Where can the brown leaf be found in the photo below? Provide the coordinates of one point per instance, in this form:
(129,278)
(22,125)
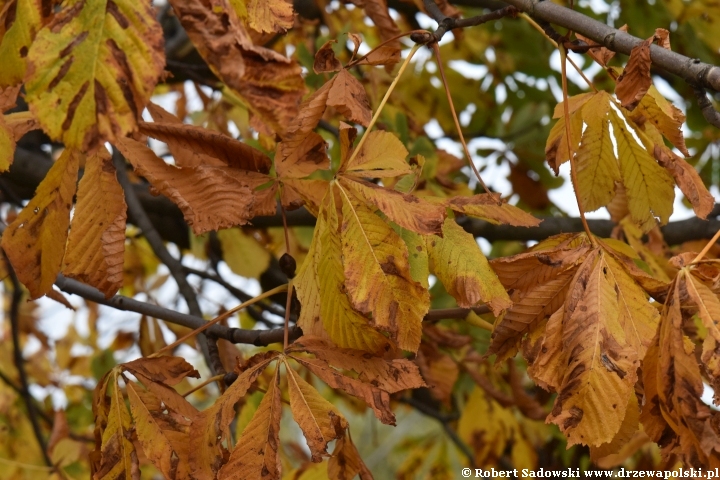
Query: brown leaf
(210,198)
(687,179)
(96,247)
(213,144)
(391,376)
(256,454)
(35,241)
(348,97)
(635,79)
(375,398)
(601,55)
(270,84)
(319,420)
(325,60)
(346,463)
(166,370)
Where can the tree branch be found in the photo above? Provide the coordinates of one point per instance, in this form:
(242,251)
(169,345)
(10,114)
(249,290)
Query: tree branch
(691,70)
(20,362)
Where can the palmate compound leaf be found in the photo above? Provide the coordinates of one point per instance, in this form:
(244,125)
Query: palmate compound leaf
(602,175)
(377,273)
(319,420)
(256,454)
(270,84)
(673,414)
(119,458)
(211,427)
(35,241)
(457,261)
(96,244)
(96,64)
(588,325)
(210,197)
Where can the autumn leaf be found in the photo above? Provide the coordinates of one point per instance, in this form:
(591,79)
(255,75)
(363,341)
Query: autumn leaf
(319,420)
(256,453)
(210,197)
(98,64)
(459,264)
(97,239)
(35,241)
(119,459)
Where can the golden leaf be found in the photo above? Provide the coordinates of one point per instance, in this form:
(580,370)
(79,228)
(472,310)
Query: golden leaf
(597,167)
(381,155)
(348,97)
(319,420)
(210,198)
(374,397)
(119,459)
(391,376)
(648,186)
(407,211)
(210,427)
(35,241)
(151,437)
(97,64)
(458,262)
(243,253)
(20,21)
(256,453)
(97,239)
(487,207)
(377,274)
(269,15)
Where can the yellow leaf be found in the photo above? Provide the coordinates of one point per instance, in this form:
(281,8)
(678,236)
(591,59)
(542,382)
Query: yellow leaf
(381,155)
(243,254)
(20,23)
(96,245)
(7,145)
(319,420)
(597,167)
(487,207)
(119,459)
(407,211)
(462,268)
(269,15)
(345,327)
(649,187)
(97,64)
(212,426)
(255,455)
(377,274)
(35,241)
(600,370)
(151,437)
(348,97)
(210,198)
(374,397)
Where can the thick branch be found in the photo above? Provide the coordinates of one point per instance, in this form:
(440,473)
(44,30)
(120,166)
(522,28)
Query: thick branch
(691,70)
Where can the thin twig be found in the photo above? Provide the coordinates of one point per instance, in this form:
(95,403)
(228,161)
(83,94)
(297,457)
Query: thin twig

★ ★ ★ ★ ★

* _TASK_
Set down all of the data above verbatim, from start to finish, omitting only the image.

* _EXERCISE RESPONSE_
Where can the brown leaf be found in the photo below? Provide the coordinates of one point per instance, in this form:
(129,278)
(22,125)
Query: brown leaf
(210,198)
(687,179)
(96,247)
(213,144)
(391,376)
(256,454)
(35,241)
(348,97)
(635,79)
(375,398)
(601,55)
(270,84)
(319,420)
(325,60)
(346,463)
(166,370)
Where can the tree branch be found in the photo above? Provide the coordinates of one point per instance, in this form:
(242,251)
(169,345)
(10,114)
(249,290)
Query: tree branch
(691,70)
(20,362)
Where can the palmate compound leaf be found in the photo above? Provide the coordinates of one point per instance, in this form:
(244,125)
Query: palmate compound leaf
(602,175)
(377,273)
(319,420)
(256,454)
(270,84)
(673,414)
(119,458)
(211,427)
(35,241)
(457,261)
(96,244)
(96,64)
(588,325)
(210,197)
Where can the autumn leaf be found in the photo above? Provide the coordinates of one point per instance, in this form:
(591,79)
(255,75)
(363,341)
Query: autumn leaf
(319,420)
(256,453)
(210,197)
(98,64)
(459,264)
(97,239)
(35,241)
(119,459)
Where can the golden leaf be found in the photo above? Provide the coordinates of one point per instance, in this form:
(580,370)
(79,228)
(472,310)
Query: golden leaf
(597,167)
(381,155)
(348,97)
(319,420)
(210,198)
(374,397)
(119,459)
(391,376)
(648,186)
(407,211)
(210,427)
(35,241)
(151,437)
(97,64)
(458,262)
(243,253)
(20,21)
(256,453)
(97,239)
(487,207)
(377,274)
(269,15)
Where can the yellow leaf be found in the photo above? Provide the coordinates of one point per instance, in this form:
(281,8)
(678,236)
(591,59)
(542,382)
Query: yellow leaf
(381,155)
(243,254)
(20,23)
(96,245)
(7,145)
(319,420)
(597,167)
(487,207)
(119,459)
(407,211)
(462,268)
(269,15)
(345,327)
(649,187)
(97,64)
(212,426)
(255,455)
(377,274)
(35,241)
(600,370)
(151,437)
(348,97)
(210,198)
(374,397)
Where can the thick branch be found in the photo above? Provide the coordinates of one point per instance, in this form:
(440,473)
(44,30)
(120,166)
(522,28)
Query: thick branch
(691,70)
Where can the thin twig be found in the photo above? Provide the coordinates of one point per instance, in this form:
(95,403)
(228,161)
(83,94)
(297,457)
Query: thin twig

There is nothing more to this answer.